◆ ZU ERLEDIGEN:
1. Prüfe anhand des Textes über das Ende der neuplatonischen Schule in Athen, ob die Aussagen (a), (b) und (c) zutreffen, und belege jedes Ja oder Nein mit den entscheidenden Worten des Textes im genauen Wortlaut. (a) Plutarch von Athen, der die Akademie neu gründete, ist mit Plutarch von Chaironeia identisch. (b) Kaiser Justinian verbot im Jahr 529 die Ausübung heidnischer Lehre. (c) Der sogenannte „Ewige Frieden“ hielt acht Jahre.
2. In welcher Stadt wurden die Philosophen laut dem Text über das Ende der neuplatonischen Schule in Athen am persischen Hof empfangen?
3. Führe den Text über das Ende der neuplatonischen Schule in Athen im Anschluss an seinen letzten Satz weiter.

◆ VORLIEGENDER TEXT:
Zum besseren Lesen in zwei Teile.

Relevante Literatur:
M. Tardieu, Les Paysages Reliques
M. Tardieu, Sabiens Coraniques et Sabiens de Harran
I. Hadot, Simplicius the Neoplatonist in light of Contemporary Research
(I. Hadot, Simplicius Commentaire sur le Manuel d’Épictète)
R. Thiel, Simplikios und das Ende der neuplatonischen Schule in Athen

Am Ende des 4. Jh. wurde in Athen die Platonische Akademie neu gegründet, von Plutarch von Athen, einem reichen Mann, der nichts mit dem berühmten Plutarch von Chaironeia zu tun hat. Hier wurde philosophiert, aber auch - leider - Hokuspokus mit der griechischen Götterwelt getrieben, der sog. Theurgie, unter Vermittlung von Syrianus im Rückgang auf Jamblichos von Chalkis. Das wurde dem allerchristlichen Kaiser Justinian zu viel, so dass er 529 die Ausübung heidnischer Lehre verbot und den Zuwiderhandelnden das Bürgerrecht entzog (Cod.Iust. I.10.1, I.11.10). Danach bot man nur noch in Alexandria antike Philosophie an (Olympiodoros, dessen Schüler David und Elias und eventuell, als allerletzter, Stephanos).

Irgendwann um diese Zeit - vermutlich 531 – lösten also die letzten neuplatonischen Philosophen die Schule in Athen auf und wanderten aus, angeführt vom letzten Scholarchen der Schule, Damascios, und zwar nach Persien, wo zu dieser Zeit der philosophisch interessierte Chosroes I. regierte (von 531-578). Der Historiker Agathias (Agathias – Wikipedia ) berichtet hiervon. Die Philosophen wurden am Hof in Ktesiphon königlich empfangen, man schlemmte und philosophierte, aber irgendwann wollten die Philosophen wieder in ihre Heimat zurück. Glücklicherweise wurde gerade ein Friedensvertrag zwischen Persien und Byzanz geschlossen, der sogenannte "Ewige Frieden" (er hielt gerade mal 8 Jahre). Immerhin gab es darin eine Klausel, dass die griechischen Philosophen wieder in ihre Heimat zurückkehren durften, und zwar ohne Gefahr für Leib und Leben, selbst wenn sie sich nicht taufen lassen wollten.

◆ DATENAUSZUG:
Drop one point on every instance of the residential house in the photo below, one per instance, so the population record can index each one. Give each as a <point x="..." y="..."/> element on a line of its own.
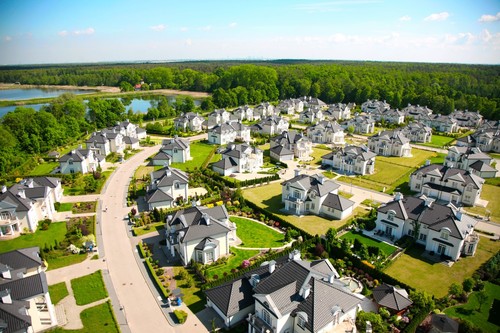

◆ ENDERGEBNISSE:
1.
(a) Nein: „der nichts mit dem berühmten Plutarch von Chaironeia zu tun hat“
(b) Ja: „so dass er 529 die Ausübung heidnischer Lehre verbot“
(c) Ja: „er hielt gerade mal 8 Jahre“

2. In Ktesiphon.

3.
Die 7 Aufrechten kehrten also zurück. Doch wohin? Denn ab jetzt reißt die Überlieferung ab.

1. Nach Alexandria?

Hier lehrte der Neuplatoniker Olympiodoros, bis etwa 564. Warum Alexandria so friedlich blieb, hat wahrscheinlich mit einem Abkommen zu tun, das der Philosoph Ammonios mit dem christlichen Patriarchen der Stadt eine Generation zuvor abgeschlossen hatte; Genaues ist leider nicht bekannt. Aber die 7 Aufrechten waren klare Anhänger von Theurgie etc., und das war wohl in Alexandria ausgeschlossen. In Damascios' Vita Isidori wird mehrfach von Verfolgungen heidnischer Philosophen in Alexandria berichtet. Man muss dabei berücksichtigen, dass die Schriften der Athener oft mit griechischer Theologie / Theogonie / Theurgie getränkt waren, die der Alexandriner (sagt man so? Ich kenne darunter eigentlich nur eine Versform. Oder beser Alexandrier?) nicht. Diese Umgebung dürfte die zurückgekehrten Athener daher nicht gereizt haben.

Ein direkter Beleg kommt hinzu: Simplicius, einer der 7 und der produktivste und vielseitigste, gibt an, den Philosophen Johannes Philoponos nie getroffen zu haben. Der aber hatte in Alexandria zu dieser Zeit einen Lehrstuhl inne. Das wäre jedoch nicht möglich gewesen, wenn Simplicius in Alexandria gelebt hätte (unter Philosophen dürfte jeder jeden gekannt haben). Natürlich könnten sich die Philosophen getrennt haben, aber davon ist nun noch weniger bekannt.

2. Nach Athen?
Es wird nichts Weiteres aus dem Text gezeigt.